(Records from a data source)

================

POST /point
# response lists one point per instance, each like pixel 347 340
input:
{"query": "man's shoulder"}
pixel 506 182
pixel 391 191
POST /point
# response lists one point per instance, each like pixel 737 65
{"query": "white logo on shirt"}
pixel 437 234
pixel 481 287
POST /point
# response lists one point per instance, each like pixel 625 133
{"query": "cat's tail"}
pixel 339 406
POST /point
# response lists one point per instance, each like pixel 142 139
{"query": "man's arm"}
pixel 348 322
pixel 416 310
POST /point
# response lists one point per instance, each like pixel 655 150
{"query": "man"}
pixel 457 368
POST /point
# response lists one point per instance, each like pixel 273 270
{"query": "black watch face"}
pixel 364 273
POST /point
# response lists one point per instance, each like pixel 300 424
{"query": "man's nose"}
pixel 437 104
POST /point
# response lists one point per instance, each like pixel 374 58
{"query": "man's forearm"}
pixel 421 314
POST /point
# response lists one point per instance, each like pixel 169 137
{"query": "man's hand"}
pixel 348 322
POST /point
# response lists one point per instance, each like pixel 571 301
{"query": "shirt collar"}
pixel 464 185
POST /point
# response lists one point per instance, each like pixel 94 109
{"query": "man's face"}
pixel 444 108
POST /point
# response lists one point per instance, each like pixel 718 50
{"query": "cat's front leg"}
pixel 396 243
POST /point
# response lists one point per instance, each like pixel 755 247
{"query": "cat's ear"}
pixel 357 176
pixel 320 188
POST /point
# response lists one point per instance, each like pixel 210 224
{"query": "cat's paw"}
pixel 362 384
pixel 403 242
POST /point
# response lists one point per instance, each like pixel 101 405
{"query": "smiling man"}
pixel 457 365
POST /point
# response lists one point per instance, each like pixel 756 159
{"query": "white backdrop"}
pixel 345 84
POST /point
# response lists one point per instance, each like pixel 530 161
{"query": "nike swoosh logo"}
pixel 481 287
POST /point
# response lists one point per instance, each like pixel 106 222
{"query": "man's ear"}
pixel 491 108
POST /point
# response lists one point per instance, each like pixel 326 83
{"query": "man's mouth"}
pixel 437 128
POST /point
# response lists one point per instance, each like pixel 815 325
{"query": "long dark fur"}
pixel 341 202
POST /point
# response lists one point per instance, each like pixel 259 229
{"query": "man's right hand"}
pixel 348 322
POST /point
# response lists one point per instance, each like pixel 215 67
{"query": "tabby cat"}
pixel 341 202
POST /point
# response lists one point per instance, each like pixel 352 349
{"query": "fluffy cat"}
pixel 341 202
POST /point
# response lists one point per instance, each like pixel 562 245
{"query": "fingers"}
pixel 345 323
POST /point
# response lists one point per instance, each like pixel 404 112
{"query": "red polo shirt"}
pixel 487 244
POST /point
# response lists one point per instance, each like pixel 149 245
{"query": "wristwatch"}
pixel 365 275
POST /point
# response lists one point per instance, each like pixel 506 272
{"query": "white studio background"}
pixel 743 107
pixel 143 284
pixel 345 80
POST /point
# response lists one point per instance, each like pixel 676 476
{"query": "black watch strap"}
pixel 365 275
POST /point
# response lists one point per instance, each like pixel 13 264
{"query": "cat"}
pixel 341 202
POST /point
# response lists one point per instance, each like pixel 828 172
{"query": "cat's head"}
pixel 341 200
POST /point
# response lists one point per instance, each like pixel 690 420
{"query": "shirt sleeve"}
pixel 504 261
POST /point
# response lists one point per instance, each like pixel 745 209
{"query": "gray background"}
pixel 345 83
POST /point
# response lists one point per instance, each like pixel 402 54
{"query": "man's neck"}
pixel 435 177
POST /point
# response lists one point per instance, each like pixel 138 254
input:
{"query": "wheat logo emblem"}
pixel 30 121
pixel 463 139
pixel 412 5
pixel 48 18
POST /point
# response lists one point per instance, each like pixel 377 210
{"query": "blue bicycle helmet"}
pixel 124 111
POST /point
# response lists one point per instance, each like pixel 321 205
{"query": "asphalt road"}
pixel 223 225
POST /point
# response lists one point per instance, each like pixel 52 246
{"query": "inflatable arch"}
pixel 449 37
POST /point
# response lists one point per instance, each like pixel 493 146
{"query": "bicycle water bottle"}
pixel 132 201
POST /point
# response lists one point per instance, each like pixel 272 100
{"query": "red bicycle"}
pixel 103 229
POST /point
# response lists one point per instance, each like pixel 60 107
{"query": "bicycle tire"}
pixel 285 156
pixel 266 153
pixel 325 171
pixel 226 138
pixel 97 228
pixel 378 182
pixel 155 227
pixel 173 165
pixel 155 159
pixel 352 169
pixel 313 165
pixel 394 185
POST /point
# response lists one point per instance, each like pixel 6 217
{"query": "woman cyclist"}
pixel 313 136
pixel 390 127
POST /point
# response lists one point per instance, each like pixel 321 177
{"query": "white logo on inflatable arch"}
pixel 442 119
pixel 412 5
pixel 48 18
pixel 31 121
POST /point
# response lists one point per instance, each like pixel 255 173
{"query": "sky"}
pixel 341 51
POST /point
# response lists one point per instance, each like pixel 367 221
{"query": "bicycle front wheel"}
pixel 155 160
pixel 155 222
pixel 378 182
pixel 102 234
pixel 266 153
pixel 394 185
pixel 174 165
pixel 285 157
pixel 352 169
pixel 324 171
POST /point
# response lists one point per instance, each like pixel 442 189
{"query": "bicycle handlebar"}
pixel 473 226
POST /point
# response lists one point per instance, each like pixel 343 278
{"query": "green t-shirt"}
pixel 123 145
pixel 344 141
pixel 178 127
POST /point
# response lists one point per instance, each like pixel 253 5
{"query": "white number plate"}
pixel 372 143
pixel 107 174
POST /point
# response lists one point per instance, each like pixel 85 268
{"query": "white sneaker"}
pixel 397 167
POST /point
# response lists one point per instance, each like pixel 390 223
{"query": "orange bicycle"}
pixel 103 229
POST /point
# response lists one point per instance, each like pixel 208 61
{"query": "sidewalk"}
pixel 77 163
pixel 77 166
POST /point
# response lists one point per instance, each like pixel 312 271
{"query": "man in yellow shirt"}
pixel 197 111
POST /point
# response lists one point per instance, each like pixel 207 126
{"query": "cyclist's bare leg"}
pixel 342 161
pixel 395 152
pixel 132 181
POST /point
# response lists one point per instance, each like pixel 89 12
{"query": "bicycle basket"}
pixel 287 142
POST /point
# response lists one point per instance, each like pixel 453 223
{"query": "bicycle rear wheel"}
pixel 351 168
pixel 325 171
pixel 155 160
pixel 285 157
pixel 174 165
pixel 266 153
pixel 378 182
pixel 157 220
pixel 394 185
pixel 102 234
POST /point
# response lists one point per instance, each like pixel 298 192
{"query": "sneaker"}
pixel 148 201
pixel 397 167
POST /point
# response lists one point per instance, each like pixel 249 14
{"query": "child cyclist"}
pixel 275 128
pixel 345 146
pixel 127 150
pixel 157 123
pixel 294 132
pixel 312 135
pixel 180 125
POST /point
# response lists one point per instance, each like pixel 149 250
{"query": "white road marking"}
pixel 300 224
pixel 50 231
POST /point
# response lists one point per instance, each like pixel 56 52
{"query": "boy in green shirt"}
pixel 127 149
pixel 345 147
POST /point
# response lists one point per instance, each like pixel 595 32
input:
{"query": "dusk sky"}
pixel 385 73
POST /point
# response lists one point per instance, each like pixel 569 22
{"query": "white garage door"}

================

• **GOAL OF THE EXERCISE**
Once more, write out all of the entries above exactly.

• **TASK RESULT**
POST /point
# response lists one point per instance, each like pixel 347 340
input:
{"query": "man's shoulder"}
pixel 506 182
pixel 391 191
POST /point
# response lists one point per instance, each like pixel 737 65
{"query": "white logo on shirt"}
pixel 437 234
pixel 481 287
POST /point
# response lists one point per instance, each like pixel 625 133
{"query": "cat's tail"}
pixel 339 406
POST /point
# response lists one point per instance, each like pixel 142 139
{"query": "man's arm"}
pixel 348 322
pixel 416 310
POST /point
# response lists one point per instance, each like pixel 655 150
{"query": "man"}
pixel 457 368
POST /point
# response lists one point per instance, each like pixel 273 270
{"query": "black watch face"}
pixel 364 273
POST /point
# response lists one point per instance, each like pixel 300 424
{"query": "man's nose"}
pixel 437 104
POST /point
# response lists one point per instance, each like pixel 374 58
{"query": "man's forearm"}
pixel 421 314
POST /point
# response lists one point per instance, each like pixel 169 137
{"query": "man's hand"}
pixel 348 322
POST /point
# response lists one point per instance, each like pixel 571 301
{"query": "shirt collar"}
pixel 464 185
POST /point
# response lists one point per instance, each like pixel 94 109
{"query": "man's face"}
pixel 444 108
POST /point
# response lists one point per instance, each like pixel 718 50
{"query": "cat's front leg"}
pixel 396 243
POST /point
# response lists one point per instance, each like pixel 755 247
{"query": "cat's ear"}
pixel 357 176
pixel 320 188
POST /point
# response lists one point per instance, each like pixel 210 224
{"query": "cat's paw"}
pixel 362 384
pixel 403 242
POST /point
# response lists one point per instance, each like pixel 101 405
{"query": "smiling man"}
pixel 457 365
POST /point
# response lists one point per instance, each like pixel 756 159
{"query": "white backdrop"}
pixel 345 84
POST /point
# response lists one point per instance, each like pixel 530 161
{"query": "nike swoosh logo"}
pixel 481 287
POST /point
# response lists one point per instance, each like pixel 106 222
{"query": "man's ear"}
pixel 491 108
POST /point
# response lists one point per instance, each like pixel 326 83
{"query": "man's mouth"}
pixel 437 128
POST /point
# response lists one point per instance, each like pixel 815 325
{"query": "long dark fur"}
pixel 341 202
POST /point
# response lists one point per instance, each like pixel 259 229
{"query": "man's right hand"}
pixel 348 322
POST /point
# response lists one point per instance, each like pixel 215 67
{"query": "tabby cat"}
pixel 341 202
POST /point
# response lists one point per instance, each like pixel 352 349
{"query": "fluffy cat"}
pixel 341 202
POST /point
# response lists one point per instance, each like pixel 562 245
{"query": "fingers"}
pixel 345 323
POST /point
# response lists one point per instance, each like pixel 404 112
{"query": "red polo shirt"}
pixel 487 244
POST /point
# response lists one point per instance, each like pixel 149 245
{"query": "wristwatch"}
pixel 365 275
POST /point
# response lists one point per instance, each like pixel 506 272
{"query": "white studio background"}
pixel 743 107
pixel 143 284
pixel 345 80
POST /point
# response lists one point per instance, each like pixel 676 476
{"query": "black watch strap"}
pixel 365 275
POST /point
# response lists one point per instance, each like pixel 13 264
{"query": "cat"}
pixel 341 202
POST /point
# response lists one point per instance, each like pixel 828 172
{"query": "cat's head"}
pixel 341 200
POST /point
# response lists one point per instance, each like pixel 690 420
{"query": "shirt sleeve"}
pixel 504 261
POST /point
# response lists one point per instance, each like pixel 745 209
{"query": "gray background"}
pixel 345 83
POST /point
# response lists one point per instance, each like pixel 402 54
{"query": "man's neck"}
pixel 435 177
POST /point
# response lists one point per instance, each like pixel 138 254
input:
{"query": "wheat logo emblem"}
pixel 30 121
pixel 463 139
pixel 412 5
pixel 48 18
POST /point
# response lists one point per instance, each like pixel 377 210
{"query": "blue bicycle helmet"}
pixel 124 111
POST /point
# response lists one point per instance, each like pixel 321 205
{"query": "asphalt road"}
pixel 223 225
POST /point
# response lists one point per instance, each like pixel 52 246
{"query": "inflatable arch"}
pixel 449 37
POST /point
# response lists one point per instance, each like pixel 493 146
{"query": "bicycle water bottle"}
pixel 132 201
POST /point
# response lists one point per instance, each like pixel 272 100
{"query": "red bicycle"}
pixel 103 229
POST /point
# response lists one point per instance, each like pixel 60 107
{"query": "bicycle tire"}
pixel 285 156
pixel 266 153
pixel 325 171
pixel 226 138
pixel 97 228
pixel 378 182
pixel 155 227
pixel 173 165
pixel 155 159
pixel 352 169
pixel 313 165
pixel 394 185
POST /point
# response lists one point per instance, each like pixel 6 217
{"query": "woman cyclist"}
pixel 313 136
pixel 390 127
POST /point
# response lists one point per instance, each like pixel 321 177
{"query": "white logo on inflatable arch"}
pixel 442 119
pixel 412 5
pixel 48 18
pixel 31 121
POST /point
# response lists one point per instance, each like pixel 255 173
{"query": "sky"}
pixel 341 51
POST /point
# response lists one point per instance, each like pixel 367 221
{"query": "bicycle front wheel"}
pixel 155 160
pixel 155 222
pixel 378 182
pixel 102 234
pixel 266 153
pixel 394 185
pixel 174 165
pixel 285 157
pixel 352 169
pixel 324 171
POST /point
# response lists one point per instance, each like pixel 442 189
{"query": "bicycle handlebar"}
pixel 473 226
POST /point
# response lists one point per instance, each like pixel 343 278
{"query": "green t-shirt"}
pixel 123 145
pixel 344 141
pixel 178 127
POST /point
# response lists one point per instance, each like pixel 253 5
{"query": "white number plate"}
pixel 372 143
pixel 107 174
POST /point
# response lists one point per instance, each like pixel 85 268
{"query": "white sneaker"}
pixel 397 167
POST /point
# response lists one point per instance, each like pixel 390 223
{"query": "orange bicycle"}
pixel 103 229
POST /point
# response lists one point per instance, each like pixel 208 61
{"query": "sidewalk"}
pixel 77 163
pixel 77 166
POST /point
# response lists one point per instance, each like pixel 312 271
{"query": "man in yellow shirt"}
pixel 197 111
POST /point
# response lists one point per instance, each like pixel 207 126
{"query": "cyclist's bare leg"}
pixel 342 161
pixel 395 152
pixel 132 181
POST /point
# response lists one point per instance, each like pixel 89 12
{"query": "bicycle basket"}
pixel 287 142
POST /point
# response lists one point per instance, each like pixel 453 223
{"query": "bicycle rear wheel"}
pixel 351 168
pixel 325 171
pixel 155 160
pixel 285 157
pixel 174 165
pixel 266 153
pixel 378 182
pixel 157 220
pixel 394 185
pixel 102 234
POST /point
# response lists one point per instance, each like pixel 298 192
{"query": "sneaker"}
pixel 148 201
pixel 397 167
POST /point
# response lists one point per instance, each like pixel 249 14
{"query": "child cyclist"}
pixel 275 128
pixel 345 146
pixel 127 150
pixel 157 123
pixel 294 132
pixel 312 135
pixel 180 125
POST /point
# response lists one point per instance, each like pixel 149 250
{"query": "white road marking"}
pixel 300 224
pixel 50 231
POST /point
# response lists one point per instance, each like pixel 56 52
{"query": "boy in green shirt"}
pixel 127 149
pixel 345 147
POST /point
# response lists one point per instance, each like pixel 595 32
input:
{"query": "dusk sky"}
pixel 385 73
POST /point
# response lists one point per instance, each like pixel 569 22
{"query": "white garage door"}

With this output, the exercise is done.